- _THE TASK_
Wherever the word "above" occurs in the listing, copy the whole line.

[Start of Attachment]

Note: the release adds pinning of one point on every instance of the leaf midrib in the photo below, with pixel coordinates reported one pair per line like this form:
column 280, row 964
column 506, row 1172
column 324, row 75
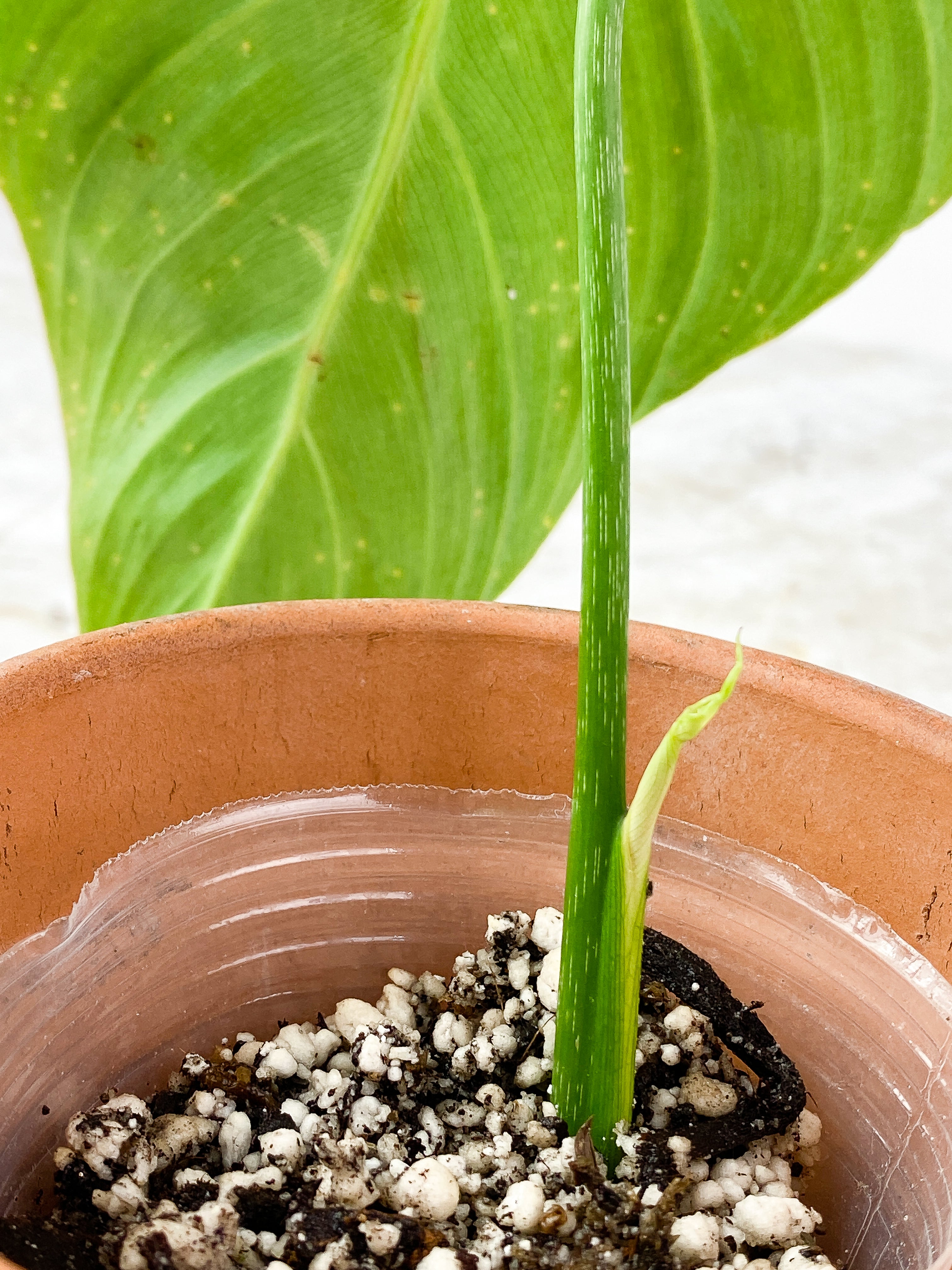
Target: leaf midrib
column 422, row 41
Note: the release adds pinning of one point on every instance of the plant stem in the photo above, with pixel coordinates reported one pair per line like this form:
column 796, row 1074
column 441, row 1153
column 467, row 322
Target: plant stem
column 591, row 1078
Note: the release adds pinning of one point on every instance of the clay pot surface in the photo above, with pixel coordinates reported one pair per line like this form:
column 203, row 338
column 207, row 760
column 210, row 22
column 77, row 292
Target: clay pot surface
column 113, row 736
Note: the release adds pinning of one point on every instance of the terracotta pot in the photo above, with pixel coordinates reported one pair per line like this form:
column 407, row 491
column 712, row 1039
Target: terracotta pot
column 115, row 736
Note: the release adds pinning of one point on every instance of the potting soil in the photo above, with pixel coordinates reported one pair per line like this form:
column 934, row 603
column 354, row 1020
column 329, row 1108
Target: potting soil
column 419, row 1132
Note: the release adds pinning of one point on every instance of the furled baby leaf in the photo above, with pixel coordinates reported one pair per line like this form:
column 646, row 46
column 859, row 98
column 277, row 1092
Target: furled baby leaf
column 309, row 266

[End of Attachment]

- _SOLUTION TO THIS EXERCISE_
Note: the release adds pinning of one point on every instance of the plant stem in the photo above, with pixel coordinates reported one pair per line like this form:
Note: the release adds pinning of one point on every instance of the clay pot surface in the photo above, with pixel coordinates reported one pair per line like this form:
Note: the release adds pinning of one point on every instance of the terracotta pot in the photo above, with pixel coordinates reported one pair per line like this form:
Note: the release adds pinning of one point on every instance of the potting soil in the photo above, with pixel coordinates reported one pair per line like this form:
Note: the release adds pinning of one point on every instance of the furled baby leaf in the photo above, with pixel coordinates reported one pair per line like this form:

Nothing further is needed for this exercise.